Aim of the exercise: Which lines of the entries contain the string "Segment"? Please find them and copy them.

Dataset entries:
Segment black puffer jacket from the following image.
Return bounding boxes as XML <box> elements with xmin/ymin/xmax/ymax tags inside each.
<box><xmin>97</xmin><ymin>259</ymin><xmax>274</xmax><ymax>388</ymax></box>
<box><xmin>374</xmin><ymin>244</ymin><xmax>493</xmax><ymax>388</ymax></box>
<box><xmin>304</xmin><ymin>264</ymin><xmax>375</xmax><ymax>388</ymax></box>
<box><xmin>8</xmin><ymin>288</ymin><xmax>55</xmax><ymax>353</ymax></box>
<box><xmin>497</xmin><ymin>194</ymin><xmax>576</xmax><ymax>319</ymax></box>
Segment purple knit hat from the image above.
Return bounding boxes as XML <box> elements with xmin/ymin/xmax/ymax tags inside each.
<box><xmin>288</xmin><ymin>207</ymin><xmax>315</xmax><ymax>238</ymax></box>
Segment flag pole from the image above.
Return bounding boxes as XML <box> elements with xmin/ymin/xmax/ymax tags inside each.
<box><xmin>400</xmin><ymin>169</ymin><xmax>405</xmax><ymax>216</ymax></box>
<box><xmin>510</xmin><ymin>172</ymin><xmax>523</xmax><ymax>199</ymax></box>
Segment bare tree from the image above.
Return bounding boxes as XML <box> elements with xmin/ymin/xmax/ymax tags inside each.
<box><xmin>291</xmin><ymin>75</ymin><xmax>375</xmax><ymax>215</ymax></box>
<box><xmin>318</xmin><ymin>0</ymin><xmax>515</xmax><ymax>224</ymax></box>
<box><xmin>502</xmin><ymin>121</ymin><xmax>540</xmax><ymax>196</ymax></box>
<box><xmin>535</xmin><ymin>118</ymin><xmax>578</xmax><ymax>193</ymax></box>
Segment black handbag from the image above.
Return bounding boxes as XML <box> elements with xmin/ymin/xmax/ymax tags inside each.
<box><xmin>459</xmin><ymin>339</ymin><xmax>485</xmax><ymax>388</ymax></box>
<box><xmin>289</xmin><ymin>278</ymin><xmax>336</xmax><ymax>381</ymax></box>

Answer box:
Segment black puffer jacket from the following image.
Segment purple knit hat from the image above.
Segment flag pole from the image above.
Segment bare tree from the image above.
Segment black handbag from the image above.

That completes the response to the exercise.